Text section
■ ■ ■ ■ ■ ■ ■
By increasing the values of these two properties, and allowing more data in each request, latency might be improved as there are fewer fetch requests.

# ...
fetch.max.bytes=52428800
max.partition.fetch.bytes=1048576
# ...

Be careful with memory usage. The maximum amount of memory a client can consume is calculated approximately as:
NUMBER-OF-BROKERS * fetch.max.bytes and NUMBER-OF-PARTITIONS * max.partition.fetch.bytes

Avoiding data loss or duplication when committing offsets

For applications that require durable message delivery, you can increase the level of control over consumers when committing offsets to minimize the risk of data being lost or duplicated.

Kafka’s auto-commit mechanism is pretty convenient (and sometimes suitable, depending on the use case). When enabled, consumers commit the offsets of messages automatically every auto.commit.interval.ms milliseconds. But convenience, as always, has a price. By allowing your consumer to commit offsets, you are introducing a risk of data loss and duplication.
■ ■ ■ ■ ■ ■ ■
Record extracts
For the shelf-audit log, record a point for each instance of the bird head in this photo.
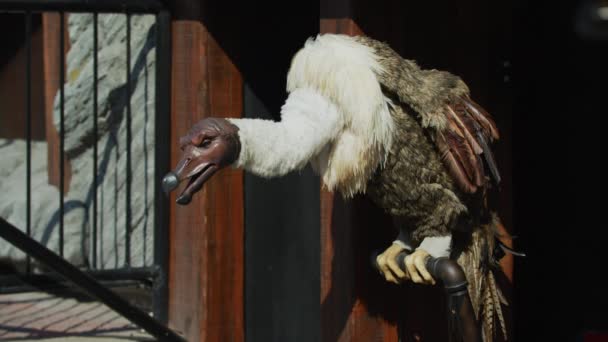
(209, 146)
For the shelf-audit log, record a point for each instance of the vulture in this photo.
(371, 122)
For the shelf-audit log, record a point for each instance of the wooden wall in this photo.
(220, 48)
(206, 253)
(12, 78)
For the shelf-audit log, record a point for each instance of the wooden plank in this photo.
(13, 82)
(206, 254)
(50, 41)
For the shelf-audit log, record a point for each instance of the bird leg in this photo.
(414, 265)
(387, 264)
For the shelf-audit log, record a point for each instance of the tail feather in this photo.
(478, 264)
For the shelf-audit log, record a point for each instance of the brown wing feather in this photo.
(463, 144)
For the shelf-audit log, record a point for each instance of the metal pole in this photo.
(162, 162)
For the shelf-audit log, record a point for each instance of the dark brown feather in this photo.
(467, 135)
(454, 165)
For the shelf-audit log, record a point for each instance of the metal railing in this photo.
(154, 277)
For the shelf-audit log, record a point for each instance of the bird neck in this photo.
(270, 149)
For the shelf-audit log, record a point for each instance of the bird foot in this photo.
(414, 270)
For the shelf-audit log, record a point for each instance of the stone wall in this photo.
(112, 150)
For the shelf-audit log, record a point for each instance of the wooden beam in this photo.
(50, 41)
(206, 237)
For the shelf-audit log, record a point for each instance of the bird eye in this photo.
(205, 143)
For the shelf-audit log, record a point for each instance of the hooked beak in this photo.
(196, 172)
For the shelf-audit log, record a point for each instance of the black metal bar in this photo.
(28, 128)
(116, 6)
(144, 276)
(85, 282)
(95, 138)
(162, 162)
(61, 287)
(61, 127)
(128, 145)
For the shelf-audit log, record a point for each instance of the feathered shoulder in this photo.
(462, 130)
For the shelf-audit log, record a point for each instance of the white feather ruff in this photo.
(271, 149)
(345, 71)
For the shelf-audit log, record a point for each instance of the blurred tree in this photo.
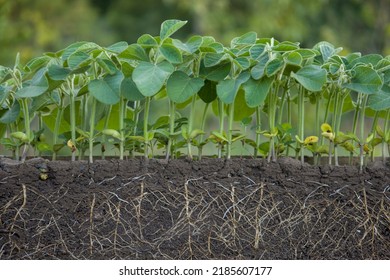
(359, 25)
(34, 27)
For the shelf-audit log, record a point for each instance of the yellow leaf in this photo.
(325, 127)
(310, 140)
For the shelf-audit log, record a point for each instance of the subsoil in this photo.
(177, 209)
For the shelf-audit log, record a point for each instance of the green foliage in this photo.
(92, 96)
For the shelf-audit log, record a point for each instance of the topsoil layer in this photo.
(212, 209)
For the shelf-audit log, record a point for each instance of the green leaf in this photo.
(107, 65)
(241, 109)
(273, 66)
(147, 40)
(191, 46)
(194, 43)
(169, 27)
(215, 73)
(256, 91)
(246, 39)
(37, 86)
(37, 63)
(372, 59)
(50, 121)
(130, 91)
(107, 90)
(380, 100)
(78, 60)
(326, 49)
(311, 77)
(58, 73)
(365, 80)
(112, 132)
(181, 87)
(11, 114)
(70, 49)
(258, 70)
(256, 51)
(242, 62)
(117, 47)
(150, 78)
(286, 46)
(294, 58)
(134, 52)
(227, 89)
(219, 136)
(208, 93)
(212, 59)
(171, 53)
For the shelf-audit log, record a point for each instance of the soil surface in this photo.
(177, 209)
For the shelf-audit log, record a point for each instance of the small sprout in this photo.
(310, 140)
(112, 132)
(348, 146)
(43, 176)
(327, 131)
(20, 136)
(71, 145)
(379, 131)
(366, 149)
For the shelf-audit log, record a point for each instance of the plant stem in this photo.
(122, 106)
(190, 126)
(60, 112)
(203, 124)
(258, 126)
(136, 111)
(146, 133)
(221, 121)
(172, 113)
(385, 130)
(301, 119)
(354, 126)
(72, 117)
(92, 128)
(104, 138)
(289, 117)
(230, 131)
(362, 142)
(26, 127)
(373, 131)
(272, 102)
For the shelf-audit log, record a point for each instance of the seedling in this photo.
(88, 96)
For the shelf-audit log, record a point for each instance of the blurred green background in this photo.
(34, 27)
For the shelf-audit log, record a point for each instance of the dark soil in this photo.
(212, 209)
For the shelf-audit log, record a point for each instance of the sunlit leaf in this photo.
(365, 80)
(107, 90)
(256, 91)
(150, 78)
(169, 27)
(311, 77)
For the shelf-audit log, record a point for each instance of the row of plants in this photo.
(86, 98)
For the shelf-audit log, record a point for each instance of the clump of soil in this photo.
■ ■ ■ ■ ■ ■ ■
List of tasks
1 > In the Kafka consumer text, how often do consumers commit message offsets when auto-commit is enabled?
2 > Recast the paragraph of the Kafka consumer text that begins "Kafka’s auto-commit mechanism is pretty convenient" as a short bulleted list that keeps its main facts.
3 > State whether each statement agrees with the Kafka consumer text, answering yes or no and quoting the words of the text that decide it:
(a) The configuration shown sets fetch.max.bytes to 52428800.
(b) Letting the consumer commit offsets automatically removes the risk of data duplication.
(c) Raising the two fetch properties may improve latency because fewer fetch requests are made.

Solutions by task
1 > Every auto.commit.interval.ms milliseconds.

2 >
- Kafka's auto-commit mechanism is convenient and sometimes suitable, depending on the use case.
- When it is enabled, consumers automatically commit message offsets every auto.commit.interval.ms milliseconds.
- Letting the consumer commit offsets introduces a risk of data loss and duplication.

3 >
(a) Yes: "fetch.max.bytes=52428800"
(b) No: "By allowing your consumer to commit offsets, you are introducing a risk of data loss and duplication."
(c) Yes: "latency might be improved as there are fewer fetch requests"